## GOAL
Turn all the rows below into a Markdown table with the columns Line and Content, numbering each line and skipping blank ones. Leave the pictures out.
^^^^
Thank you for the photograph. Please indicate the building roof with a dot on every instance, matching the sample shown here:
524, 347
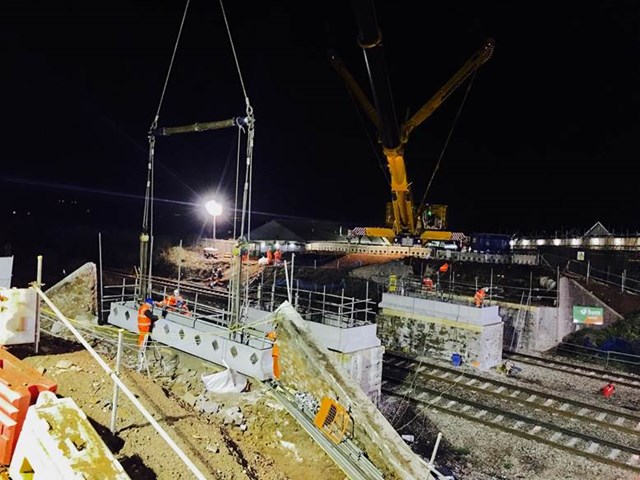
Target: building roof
598, 230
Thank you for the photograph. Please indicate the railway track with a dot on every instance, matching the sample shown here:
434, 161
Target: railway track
619, 378
598, 433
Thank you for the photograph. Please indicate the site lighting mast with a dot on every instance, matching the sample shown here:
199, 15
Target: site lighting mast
214, 209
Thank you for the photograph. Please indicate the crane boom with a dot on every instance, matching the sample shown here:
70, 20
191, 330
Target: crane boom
403, 217
476, 61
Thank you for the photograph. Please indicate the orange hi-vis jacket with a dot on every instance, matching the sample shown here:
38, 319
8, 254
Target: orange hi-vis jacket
479, 297
144, 322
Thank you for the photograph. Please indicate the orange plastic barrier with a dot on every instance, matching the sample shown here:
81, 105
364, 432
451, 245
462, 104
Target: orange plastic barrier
20, 386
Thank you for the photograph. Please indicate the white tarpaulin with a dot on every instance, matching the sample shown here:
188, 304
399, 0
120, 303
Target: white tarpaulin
227, 381
6, 270
18, 309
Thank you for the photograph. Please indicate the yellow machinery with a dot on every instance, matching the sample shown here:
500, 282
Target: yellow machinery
403, 219
334, 420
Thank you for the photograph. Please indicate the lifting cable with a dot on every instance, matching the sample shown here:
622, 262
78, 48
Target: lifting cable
446, 143
246, 198
146, 261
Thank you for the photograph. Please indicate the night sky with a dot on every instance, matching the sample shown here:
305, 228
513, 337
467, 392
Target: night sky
547, 139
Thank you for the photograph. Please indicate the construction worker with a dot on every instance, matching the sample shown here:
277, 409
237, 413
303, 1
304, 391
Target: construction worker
427, 285
478, 298
145, 320
275, 354
608, 390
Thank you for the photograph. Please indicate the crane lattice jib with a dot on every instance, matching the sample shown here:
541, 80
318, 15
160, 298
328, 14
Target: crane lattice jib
478, 59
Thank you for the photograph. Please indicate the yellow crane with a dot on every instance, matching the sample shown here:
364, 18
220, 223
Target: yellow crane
403, 219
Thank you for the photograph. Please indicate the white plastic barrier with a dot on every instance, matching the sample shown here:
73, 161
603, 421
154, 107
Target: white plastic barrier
57, 442
18, 308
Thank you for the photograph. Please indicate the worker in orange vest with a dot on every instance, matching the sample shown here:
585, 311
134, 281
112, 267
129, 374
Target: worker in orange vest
427, 284
145, 320
275, 354
478, 298
608, 390
171, 301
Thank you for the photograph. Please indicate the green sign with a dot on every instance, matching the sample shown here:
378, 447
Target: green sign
588, 315
393, 283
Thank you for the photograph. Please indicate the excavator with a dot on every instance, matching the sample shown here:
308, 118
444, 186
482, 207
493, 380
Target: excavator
406, 223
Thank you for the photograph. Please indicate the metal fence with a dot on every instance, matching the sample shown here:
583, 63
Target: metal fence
606, 358
619, 279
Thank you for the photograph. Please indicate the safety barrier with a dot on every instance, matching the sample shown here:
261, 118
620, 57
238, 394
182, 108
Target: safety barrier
20, 386
59, 443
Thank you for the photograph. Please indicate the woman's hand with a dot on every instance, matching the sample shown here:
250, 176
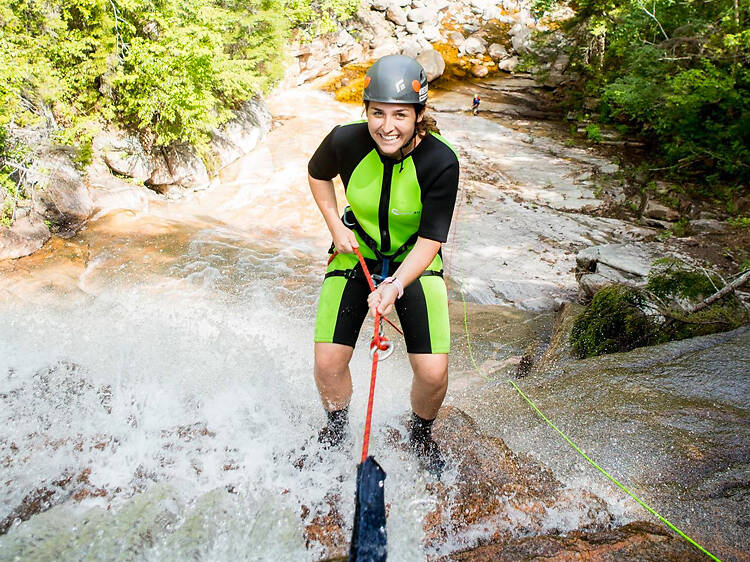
^^^^
## RESPONSE BELOW
| Line | Content |
|---|---|
| 1 | Thank you for the photograph. Please indicate the building roof with a dot on every instance, matching the sample shown here: |
| 2 | 524, 347 |
| 3 | Target: building roof |
| 4 | 598, 230 |
| 5 | Thank you for the photograph. Please indicate the railway track with a dot on every instance, matching the sample shown here: |
| 6 | 434, 161 |
| 7 | Target: railway track |
| 8 | 619, 378 |
| 9 | 598, 433 |
| 10 | Thank you for the photograph. Please indicate the site lighting mast with a dot on every instance, matching the sample shown here: |
| 11 | 199, 15 |
| 12 | Target: site lighting mast |
| 13 | 214, 209 |
| 14 | Thank you for the photograph. Please indicate the crane boom with a dot on every instance, matching the sample shown here: |
| 15 | 70, 20 |
| 16 | 191, 330 |
| 17 | Target: crane boom |
| 18 | 403, 217 |
| 19 | 476, 61 |
| 20 | Thank you for the photograph. Please indicate the orange hi-vis jacket with a dot on every instance, matching the sample shown here: |
| 21 | 38, 319 |
| 22 | 8, 254 |
| 23 | Target: orange hi-vis jacket |
| 24 | 479, 297 |
| 25 | 144, 322 |
| 26 | Thank you for the photograph. Please indicate the orange plastic barrier with a dot on every instance, matching the sample shown here: |
| 27 | 81, 105 |
| 28 | 364, 432 |
| 29 | 451, 245 |
| 30 | 462, 104 |
| 31 | Target: orange plastic barrier |
| 32 | 20, 386 |
| 33 | Thank you for the photograph. Please indicate the white tarpaulin with a dot on every instance, matching the sample shown here: |
| 34 | 188, 304 |
| 35 | 399, 0 |
| 36 | 120, 303 |
| 37 | Target: white tarpaulin |
| 38 | 227, 381 |
| 39 | 6, 270 |
| 40 | 18, 309 |
| 41 | Thank you for the photograph. Please indicate the yellow machinery with a dot on every instance, matching the sample shown here: |
| 42 | 500, 282 |
| 43 | Target: yellow machinery |
| 44 | 403, 219 |
| 45 | 334, 420 |
| 46 | Thank you for the photograph. Please indicate the lifting cable with a dot on every instance, matching the sample shown here: |
| 47 | 622, 262 |
| 48 | 78, 48 |
| 49 | Target: lifting cable |
| 50 | 446, 143 |
| 51 | 246, 198 |
| 52 | 146, 261 |
| 53 | Thank you for the photograph. Please indicate the night sky with a dot on every instance, matching the sample shown here: |
| 54 | 305, 228 |
| 55 | 513, 337 |
| 56 | 467, 392 |
| 57 | Target: night sky |
| 58 | 547, 139 |
| 59 | Thank you for the photograph. Please indicate the construction worker with a dot on every instance, matching the sample shown here: |
| 60 | 277, 409 |
| 61 | 237, 413 |
| 62 | 303, 1 |
| 63 | 304, 391 |
| 64 | Target: construction worker |
| 65 | 427, 285 |
| 66 | 478, 298 |
| 67 | 145, 320 |
| 68 | 275, 354 |
| 69 | 608, 390 |
| 70 | Thank you for the photograph. Please indicate the crane lattice jib with a dot on every instance, matching the sample shown here: |
| 71 | 541, 80 |
| 72 | 318, 15 |
| 73 | 160, 298 |
| 74 | 328, 14 |
| 75 | Target: crane lattice jib |
| 76 | 478, 59 |
| 77 | Thank you for the photograph. Please indicate the yellow crane with a dot on every instance, matching the sample shown here: |
| 78 | 364, 18 |
| 79 | 220, 223 |
| 80 | Target: yellow crane |
| 81 | 403, 219 |
| 82 | Thank you for the photograph. Please indicate the white plastic barrier with a dot on every instance, matching the sample shown here: |
| 83 | 73, 161 |
| 84 | 603, 421 |
| 85 | 154, 107 |
| 86 | Target: white plastic barrier |
| 87 | 57, 442 |
| 88 | 18, 308 |
| 89 | Thank you for the photograph. Please indicate the worker in orange vest with a dot on every instance, matching the sample shown here: |
| 90 | 585, 311 |
| 91 | 134, 281 |
| 92 | 112, 267 |
| 93 | 129, 374 |
| 94 | Target: worker in orange vest |
| 95 | 427, 284 |
| 96 | 145, 320 |
| 97 | 275, 354 |
| 98 | 478, 298 |
| 99 | 608, 390 |
| 100 | 171, 301 |
| 101 | Thank you for the photograph. Please indicate the green sign with a dot on every instance, matching the sample shown here: |
| 102 | 378, 447 |
| 103 | Target: green sign |
| 104 | 588, 315 |
| 105 | 393, 283 |
| 106 | Thank you for the photograph. Please indicate the excavator with a dot on every instance, matching the sample shown here: |
| 107 | 308, 118 |
| 108 | 444, 186 |
| 109 | 482, 207 |
| 110 | 493, 380 |
| 111 | Target: excavator |
| 112 | 406, 223 |
| 113 | Thank you for the photograph. Please indicate the metal fence with a dot on every instance, matching the sample shown here: |
| 114 | 583, 63 |
| 115 | Target: metal fence |
| 116 | 606, 358 |
| 117 | 619, 279 |
| 118 | Thank you for the photograph. Please indicate the safety barrier with a dot on every instance, matching the sample shown here: |
| 119 | 261, 118 |
| 120 | 620, 57 |
| 121 | 238, 394 |
| 122 | 182, 108 |
| 123 | Target: safety barrier |
| 124 | 20, 386 |
| 125 | 59, 443 |
| 126 | Thank you for the photograph. Please indicate the woman's hand with a dot on every instance, matching the sample shown here: |
| 127 | 250, 176 |